● ATTIVITÀ PROPOSTE:
(1) Riscrivi la recensione di Manchester by the Sea da "Manchester by the Sea (id, Usa, 2016)" a "of New York.", sostituendo "apprezzato" con "applaudito".
(2) Riprendi la recensione di Manchester by the Sea e proseguila dopo l'ultima frase riportata.

Manchester by the Sea (id, Usa, 2016) di Kenneth Lonergan con Casey Affleck, Lucas Hedges, Michelle Williams, Kyle Chandler, Gratchen Mol, Matthew Broderick, Kara Hayward, Heather Burns, Josh Hamilton
Sceneggiatura di Kenneth Lonergan
Drammatico, 2h 16’, Universal Pictures International Italy, in uscita il 1° dicembre 2016
Voto: 6½ su 10
Drammone luttuoso, già apprezzato al Sundance Film Festival e, con buone probabilità, in profumo di Oscar, specie per quel che riguarda il suo attore principale, un Casey Affleck nell’interpretazione della vita. È Manchester by the Sea, scritto e diretto da quel Kenneth Lonergan che, nel 1999, si rese artefice del caso cinematografico dell’anno, l’indipendente Conta su di me, e che come sceneggiatore ha firmato copioni di successo come Terapia e pallottole e Gangs of New York.

● DATI FORNITI:

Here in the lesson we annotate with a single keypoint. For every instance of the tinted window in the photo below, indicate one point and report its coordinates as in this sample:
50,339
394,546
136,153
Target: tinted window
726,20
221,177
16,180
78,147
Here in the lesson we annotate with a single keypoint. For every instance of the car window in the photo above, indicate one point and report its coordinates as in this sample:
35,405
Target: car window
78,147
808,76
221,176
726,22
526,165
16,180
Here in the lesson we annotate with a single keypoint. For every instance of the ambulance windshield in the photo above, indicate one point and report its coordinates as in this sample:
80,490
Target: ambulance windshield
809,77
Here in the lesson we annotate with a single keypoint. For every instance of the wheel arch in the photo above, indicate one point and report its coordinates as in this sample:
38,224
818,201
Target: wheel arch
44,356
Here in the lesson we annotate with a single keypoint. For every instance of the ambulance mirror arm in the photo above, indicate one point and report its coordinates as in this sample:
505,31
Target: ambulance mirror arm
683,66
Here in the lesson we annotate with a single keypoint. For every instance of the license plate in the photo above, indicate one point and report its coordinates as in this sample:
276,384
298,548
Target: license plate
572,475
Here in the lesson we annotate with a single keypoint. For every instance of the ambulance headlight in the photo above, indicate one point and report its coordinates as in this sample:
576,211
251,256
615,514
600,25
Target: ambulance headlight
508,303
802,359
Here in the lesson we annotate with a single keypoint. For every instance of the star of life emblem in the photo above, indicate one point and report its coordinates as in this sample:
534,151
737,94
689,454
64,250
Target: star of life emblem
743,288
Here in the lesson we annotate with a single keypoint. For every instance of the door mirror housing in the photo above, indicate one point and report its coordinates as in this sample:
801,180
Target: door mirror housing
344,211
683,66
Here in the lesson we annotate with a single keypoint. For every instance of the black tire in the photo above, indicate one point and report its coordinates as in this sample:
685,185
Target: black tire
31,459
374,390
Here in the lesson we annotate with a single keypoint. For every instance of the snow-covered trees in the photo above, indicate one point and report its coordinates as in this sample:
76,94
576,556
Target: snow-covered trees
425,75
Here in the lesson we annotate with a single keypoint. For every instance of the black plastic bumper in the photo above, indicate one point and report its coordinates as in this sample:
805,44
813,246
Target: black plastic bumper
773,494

● SOLUZIONI:
(1)
Manchester by the Sea (id, Usa, 2016) di Kenneth Lonergan con Casey Affleck, Lucas Hedges, Michelle Williams, Kyle Chandler, Gratchen Mol, Matthew Broderick, Kara Hayward, Heather Burns, Josh Hamilton
Sceneggiatura di Kenneth Lonergan
Drammatico, 2h 16’, Universal Pictures International Italy, in uscita il 1° dicembre 2016
Voto: 6½ su 10
Drammone luttuoso, già applaudito al Sundance Film Festival e, con buone probabilità, in profumo di Oscar, specie per quel che riguarda il suo attore principale, un Casey Affleck nell’interpretazione della vita. È Manchester by the Sea, scritto e diretto da quel Kenneth Lonergan che, nel 1999, si rese artefice del caso cinematografico dell’anno, l’indipendente Conta su di me, e che come sceneggiatore ha firmato copioni di successo come Terapia e pallottole e Gangs of New York.

(2)
Alla sua terza esperienza registica, Lonergan ritorna a rappresentare personaggi e ambienti ai margini della società, per parlare dell’elaborazione di un dolore impossibile da superare. Protagonista è Lee Chandler (Affleck), tuttofare condominiale nella periferia di Boston. Taciturno ai limiti del catatonico, ma anche soggetto a improvvisi scatti di violenza, con una vita grigia, ripetitiva e ferma come la neve che spala, Lee si trova costretto a ritornare a Manchester, nel New England, a causa della morte del fratello maggiore Joe (Chandler). Qui, nella sua città natale, scoprirà di essere l’unico tutore legale del nipote sedicenne Patrick (Hedges) e, soprattutto, tornerà a fare i conti con il tragico passato che lo divideva da sua moglie Randi (Williams).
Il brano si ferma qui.